▸ **Coordinate labeling data**:
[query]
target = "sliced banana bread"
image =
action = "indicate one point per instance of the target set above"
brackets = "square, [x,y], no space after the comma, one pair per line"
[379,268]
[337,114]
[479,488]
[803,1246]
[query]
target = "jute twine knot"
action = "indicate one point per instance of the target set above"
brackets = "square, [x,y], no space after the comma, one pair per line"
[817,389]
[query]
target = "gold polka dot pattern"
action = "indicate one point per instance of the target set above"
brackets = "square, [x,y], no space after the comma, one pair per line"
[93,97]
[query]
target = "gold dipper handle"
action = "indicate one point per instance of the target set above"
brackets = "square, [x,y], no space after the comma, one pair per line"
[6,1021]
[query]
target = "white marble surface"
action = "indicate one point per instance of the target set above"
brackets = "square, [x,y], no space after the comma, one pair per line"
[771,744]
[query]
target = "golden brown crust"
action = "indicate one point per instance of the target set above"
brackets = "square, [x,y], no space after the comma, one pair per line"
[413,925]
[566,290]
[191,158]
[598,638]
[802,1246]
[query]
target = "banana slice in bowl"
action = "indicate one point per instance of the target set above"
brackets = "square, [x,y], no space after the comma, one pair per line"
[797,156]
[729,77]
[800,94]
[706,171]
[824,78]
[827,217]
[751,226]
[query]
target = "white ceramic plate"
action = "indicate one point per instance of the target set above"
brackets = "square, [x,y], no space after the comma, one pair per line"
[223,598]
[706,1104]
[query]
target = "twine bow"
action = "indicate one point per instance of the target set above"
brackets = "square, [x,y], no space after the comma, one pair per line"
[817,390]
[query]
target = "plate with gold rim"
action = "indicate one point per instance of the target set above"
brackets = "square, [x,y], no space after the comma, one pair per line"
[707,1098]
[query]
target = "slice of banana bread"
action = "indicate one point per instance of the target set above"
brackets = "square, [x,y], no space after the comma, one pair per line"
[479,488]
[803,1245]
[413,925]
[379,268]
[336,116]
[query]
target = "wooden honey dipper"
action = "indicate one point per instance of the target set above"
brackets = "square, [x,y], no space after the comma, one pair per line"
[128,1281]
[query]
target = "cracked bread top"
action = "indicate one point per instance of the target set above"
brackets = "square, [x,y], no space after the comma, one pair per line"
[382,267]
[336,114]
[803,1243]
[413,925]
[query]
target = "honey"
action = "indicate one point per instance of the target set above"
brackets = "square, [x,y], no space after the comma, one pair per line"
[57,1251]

▸ **Directions for this task**: Extract the complete set of records unchanged.

▸ **In response**:
[query]
target = "sliced banana bread"
image =
action = "indicate one point per instance of the target set above"
brackets = "square, [x,y], no space after the comma, one pair per line"
[379,268]
[337,114]
[479,488]
[803,1246]
[query]
target = "jute twine knot"
action = "indicate one point per instance of the target set above"
brackets = "square, [x,y], no space after the comma, one pair per line"
[817,389]
[query]
target = "gold polka dot pattern"
action = "indicate one point per instance of the target set above"
brackets = "square, [x,y], no space after the comma, one pair per line"
[93,97]
[query]
target = "gold dipper handle"
action = "indicate one point per instance of the target set above"
brackets = "square, [x,y], no space after the comma, one pair per line"
[6,1021]
[query]
target = "white marble surface"
action = "indicate one point per instance of the target set above"
brackets = "square, [x,y], no space after the comma, one pair per line"
[771,744]
[query]
target = "golden brown crust"
action = "indicate one point per instance of the target set above"
brackets = "square, [x,y], no space after the comma, one pair per line"
[413,925]
[566,290]
[191,158]
[598,638]
[802,1246]
[query]
target = "banana slice in bowl"
action = "indicate one point per instance of the target set above"
brackets = "square, [x,y], no space after the comma, one pair per line"
[797,156]
[729,77]
[800,94]
[706,171]
[824,78]
[827,217]
[751,226]
[query]
target = "white ceramic plate"
action = "indicate one point per instance of the target set above"
brackets = "square, [x,y], no space after the comma, one pair per line"
[223,598]
[706,1104]
[query]
target = "twine bow"
action = "indicate one point per instance of the target set above"
brackets = "square, [x,y], no space after the comma, one pair per line"
[817,390]
[query]
target = "plate with gold rim"
action = "indicate one point per instance of the target set above"
brackets = "square, [x,y], no space after the comma, one pair per line"
[707,1098]
[query]
target = "slice of banana bread"
action = "indicate one point per instance of the target set above"
brackets = "square, [x,y], no space after the comma, one pair per line"
[479,488]
[803,1245]
[413,925]
[379,268]
[336,116]
[query]
target = "wooden honey dipper"
action = "indicate one point per instance of the target set above"
brackets = "square, [x,y], no space after the comma, one pair per line"
[128,1281]
[query]
target = "cracked bread top"
action = "indicate one point per instance of the target set above"
brackets = "square, [x,y], no space after the comma, one pair per line"
[382,267]
[336,114]
[803,1243]
[413,925]
[query]
target = "honey"
action = "indicate one point per instance of the target set above"
brackets = "square, [x,y], no space after the comma, one pair per line"
[57,1251]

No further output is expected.